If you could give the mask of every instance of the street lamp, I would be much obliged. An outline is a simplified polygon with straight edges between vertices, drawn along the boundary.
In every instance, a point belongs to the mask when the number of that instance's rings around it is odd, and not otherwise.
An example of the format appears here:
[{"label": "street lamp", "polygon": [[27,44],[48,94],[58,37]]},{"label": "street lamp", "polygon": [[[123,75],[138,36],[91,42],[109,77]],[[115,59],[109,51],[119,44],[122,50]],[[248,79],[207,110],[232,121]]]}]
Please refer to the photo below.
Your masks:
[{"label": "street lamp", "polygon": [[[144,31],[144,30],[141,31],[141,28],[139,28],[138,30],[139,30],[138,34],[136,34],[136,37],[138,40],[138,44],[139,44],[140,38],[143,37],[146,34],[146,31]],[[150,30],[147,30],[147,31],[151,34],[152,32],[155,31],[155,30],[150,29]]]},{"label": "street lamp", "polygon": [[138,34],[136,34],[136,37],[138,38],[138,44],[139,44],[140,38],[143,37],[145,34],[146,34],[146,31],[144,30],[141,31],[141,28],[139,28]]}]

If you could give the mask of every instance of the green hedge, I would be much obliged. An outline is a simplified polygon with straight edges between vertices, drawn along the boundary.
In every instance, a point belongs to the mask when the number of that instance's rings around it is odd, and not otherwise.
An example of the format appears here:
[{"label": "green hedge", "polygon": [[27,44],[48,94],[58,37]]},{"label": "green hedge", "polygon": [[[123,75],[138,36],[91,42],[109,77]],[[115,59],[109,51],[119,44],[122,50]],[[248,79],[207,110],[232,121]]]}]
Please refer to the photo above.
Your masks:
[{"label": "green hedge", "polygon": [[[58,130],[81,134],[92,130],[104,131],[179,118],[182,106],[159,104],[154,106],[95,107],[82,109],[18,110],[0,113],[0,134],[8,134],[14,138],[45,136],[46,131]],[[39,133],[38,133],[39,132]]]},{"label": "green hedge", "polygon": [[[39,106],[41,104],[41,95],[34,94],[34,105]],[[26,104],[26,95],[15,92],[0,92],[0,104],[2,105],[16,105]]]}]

• _YOUR GOAL_
Change "much obliged" to "very grateful" in the lines that start with the line containing "of the green" and go on through the last line, keeping everything else unchanged. Write out only those lines.

• _WRITTEN SOLUTION_
If you could give the mask of every instance of the green hedge, I would be very grateful. An outline is a simplified polygon with straight edges between vertices, drawn along the boundary.
In every instance, a point belongs to the mask when the number of that instance's rings around it is odd, and not otherwise.
An example of the format appears here:
[{"label": "green hedge", "polygon": [[27,44],[48,94],[58,37]]},{"label": "green hedge", "polygon": [[[123,75],[138,36],[91,42],[109,77]],[[115,59],[109,51],[119,44],[122,50]],[[248,79],[207,110],[232,121]]]}]
Please refer to the photo above.
Your masks:
[{"label": "green hedge", "polygon": [[[58,130],[81,134],[92,130],[104,131],[179,118],[182,106],[159,104],[154,106],[95,107],[82,109],[18,110],[0,113],[0,134],[8,134],[14,138],[45,136],[46,131]],[[39,133],[38,133],[39,132]]]},{"label": "green hedge", "polygon": [[[39,106],[41,104],[41,95],[34,94],[34,105]],[[26,104],[26,95],[15,92],[0,92],[0,104],[2,105],[16,105]]]}]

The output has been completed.